Go through the records, and copy each line in which the string "segment" is present.

┌──

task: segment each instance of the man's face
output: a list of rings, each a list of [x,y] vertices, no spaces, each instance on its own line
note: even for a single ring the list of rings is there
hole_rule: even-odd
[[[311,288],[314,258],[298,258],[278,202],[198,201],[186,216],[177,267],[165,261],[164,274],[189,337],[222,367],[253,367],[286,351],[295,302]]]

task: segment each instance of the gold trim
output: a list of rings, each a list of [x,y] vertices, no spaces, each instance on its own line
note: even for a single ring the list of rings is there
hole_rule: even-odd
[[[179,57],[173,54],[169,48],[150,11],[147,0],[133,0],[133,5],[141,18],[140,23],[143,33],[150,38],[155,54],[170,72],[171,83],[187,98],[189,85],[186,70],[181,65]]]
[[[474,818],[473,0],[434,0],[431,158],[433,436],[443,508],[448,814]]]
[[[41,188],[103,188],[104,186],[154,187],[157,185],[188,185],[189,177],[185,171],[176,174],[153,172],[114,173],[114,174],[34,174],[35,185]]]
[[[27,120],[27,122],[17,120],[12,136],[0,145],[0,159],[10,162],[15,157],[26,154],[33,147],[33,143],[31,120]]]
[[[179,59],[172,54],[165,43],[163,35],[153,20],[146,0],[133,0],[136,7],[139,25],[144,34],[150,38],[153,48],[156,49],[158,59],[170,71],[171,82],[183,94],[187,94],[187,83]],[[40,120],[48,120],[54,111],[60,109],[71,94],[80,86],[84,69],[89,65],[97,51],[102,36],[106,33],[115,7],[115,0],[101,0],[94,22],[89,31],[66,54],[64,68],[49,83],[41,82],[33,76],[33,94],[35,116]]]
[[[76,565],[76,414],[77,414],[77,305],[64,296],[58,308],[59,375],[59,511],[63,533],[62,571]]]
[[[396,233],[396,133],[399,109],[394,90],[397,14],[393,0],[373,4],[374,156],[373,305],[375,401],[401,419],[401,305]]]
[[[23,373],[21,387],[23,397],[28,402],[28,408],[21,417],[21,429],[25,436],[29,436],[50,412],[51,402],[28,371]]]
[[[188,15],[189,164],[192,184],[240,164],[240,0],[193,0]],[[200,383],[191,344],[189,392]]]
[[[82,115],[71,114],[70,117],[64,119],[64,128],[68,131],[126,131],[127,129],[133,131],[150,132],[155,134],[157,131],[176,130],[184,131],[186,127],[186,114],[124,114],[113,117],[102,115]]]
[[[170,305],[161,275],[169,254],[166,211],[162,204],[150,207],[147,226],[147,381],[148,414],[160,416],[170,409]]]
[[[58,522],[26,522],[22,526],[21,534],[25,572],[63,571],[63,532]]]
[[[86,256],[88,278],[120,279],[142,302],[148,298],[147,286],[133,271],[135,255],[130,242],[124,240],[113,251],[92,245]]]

└──

FINISHED EXERCISE:
task: segment each instance of the man's face
task: segment each instance of the gold trim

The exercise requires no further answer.